— begin —

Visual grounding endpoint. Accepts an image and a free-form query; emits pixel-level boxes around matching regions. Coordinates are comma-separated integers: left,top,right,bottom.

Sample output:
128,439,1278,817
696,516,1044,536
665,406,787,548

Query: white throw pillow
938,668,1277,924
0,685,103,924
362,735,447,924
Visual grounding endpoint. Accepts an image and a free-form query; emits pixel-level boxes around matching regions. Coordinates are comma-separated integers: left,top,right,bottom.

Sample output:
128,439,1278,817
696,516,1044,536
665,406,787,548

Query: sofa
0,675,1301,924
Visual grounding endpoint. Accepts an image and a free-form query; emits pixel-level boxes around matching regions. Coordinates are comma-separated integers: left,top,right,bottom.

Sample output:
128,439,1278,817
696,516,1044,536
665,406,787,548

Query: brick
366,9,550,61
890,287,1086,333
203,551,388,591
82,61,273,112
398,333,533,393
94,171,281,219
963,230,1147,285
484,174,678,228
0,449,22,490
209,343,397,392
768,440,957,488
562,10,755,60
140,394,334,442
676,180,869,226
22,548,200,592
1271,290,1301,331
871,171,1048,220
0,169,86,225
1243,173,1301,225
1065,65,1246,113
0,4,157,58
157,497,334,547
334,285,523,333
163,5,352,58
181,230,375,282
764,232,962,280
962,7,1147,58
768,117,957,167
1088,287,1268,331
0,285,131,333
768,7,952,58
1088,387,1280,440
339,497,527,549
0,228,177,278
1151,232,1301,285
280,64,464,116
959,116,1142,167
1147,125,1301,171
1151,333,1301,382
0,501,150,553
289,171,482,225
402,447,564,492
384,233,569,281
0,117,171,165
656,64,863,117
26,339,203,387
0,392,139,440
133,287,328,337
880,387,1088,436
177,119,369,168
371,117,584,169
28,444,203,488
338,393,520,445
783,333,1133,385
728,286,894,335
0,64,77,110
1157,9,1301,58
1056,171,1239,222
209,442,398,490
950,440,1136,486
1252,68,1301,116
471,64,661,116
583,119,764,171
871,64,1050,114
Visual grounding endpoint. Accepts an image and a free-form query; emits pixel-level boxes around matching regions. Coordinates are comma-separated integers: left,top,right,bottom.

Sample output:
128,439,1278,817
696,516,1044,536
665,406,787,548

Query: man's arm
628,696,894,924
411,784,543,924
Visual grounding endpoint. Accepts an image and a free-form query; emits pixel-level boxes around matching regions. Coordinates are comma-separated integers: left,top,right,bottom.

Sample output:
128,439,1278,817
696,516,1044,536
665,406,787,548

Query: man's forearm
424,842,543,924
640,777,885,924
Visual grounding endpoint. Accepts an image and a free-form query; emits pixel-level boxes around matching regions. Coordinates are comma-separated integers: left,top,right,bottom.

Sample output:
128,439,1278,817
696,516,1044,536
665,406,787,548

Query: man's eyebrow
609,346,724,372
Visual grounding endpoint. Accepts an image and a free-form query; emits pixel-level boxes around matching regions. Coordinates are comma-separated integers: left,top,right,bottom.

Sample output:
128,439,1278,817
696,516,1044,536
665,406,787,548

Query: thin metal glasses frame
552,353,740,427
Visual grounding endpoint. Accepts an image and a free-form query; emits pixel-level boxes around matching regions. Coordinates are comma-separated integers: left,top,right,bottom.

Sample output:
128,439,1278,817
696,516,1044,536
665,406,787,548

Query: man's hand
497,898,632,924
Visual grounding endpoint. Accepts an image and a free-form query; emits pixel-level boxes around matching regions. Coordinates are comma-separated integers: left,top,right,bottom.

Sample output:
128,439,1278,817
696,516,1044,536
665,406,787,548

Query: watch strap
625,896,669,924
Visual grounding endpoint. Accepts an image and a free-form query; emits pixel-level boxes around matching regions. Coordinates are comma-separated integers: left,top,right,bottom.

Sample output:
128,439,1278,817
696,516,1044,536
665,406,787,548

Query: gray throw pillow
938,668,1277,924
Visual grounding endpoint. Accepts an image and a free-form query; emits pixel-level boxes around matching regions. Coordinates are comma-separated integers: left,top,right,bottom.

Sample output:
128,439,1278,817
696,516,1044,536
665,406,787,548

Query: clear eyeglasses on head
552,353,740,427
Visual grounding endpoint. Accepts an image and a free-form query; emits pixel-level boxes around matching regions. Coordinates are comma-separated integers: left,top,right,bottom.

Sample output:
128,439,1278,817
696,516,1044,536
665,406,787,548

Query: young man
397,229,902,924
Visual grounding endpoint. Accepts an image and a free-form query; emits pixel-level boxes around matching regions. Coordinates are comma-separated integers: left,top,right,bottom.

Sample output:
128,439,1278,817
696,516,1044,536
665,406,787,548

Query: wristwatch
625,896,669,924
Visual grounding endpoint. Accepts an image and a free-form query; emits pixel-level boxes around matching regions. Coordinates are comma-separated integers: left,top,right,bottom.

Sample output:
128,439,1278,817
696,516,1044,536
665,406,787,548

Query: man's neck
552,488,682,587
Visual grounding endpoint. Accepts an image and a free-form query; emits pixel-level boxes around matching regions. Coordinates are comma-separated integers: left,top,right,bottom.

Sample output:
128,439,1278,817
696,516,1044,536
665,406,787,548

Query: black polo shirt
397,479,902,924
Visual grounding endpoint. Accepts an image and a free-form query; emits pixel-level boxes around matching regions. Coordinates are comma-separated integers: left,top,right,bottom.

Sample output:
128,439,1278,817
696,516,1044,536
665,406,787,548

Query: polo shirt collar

— end —

## TASK DIRECTIONS
Locate every line in the records above that contains the string "polo" and copy each of those lines. Case counts.

## OUTPUT FOR THIS EXERCISE
Query: black polo shirt
Query: polo shirt collar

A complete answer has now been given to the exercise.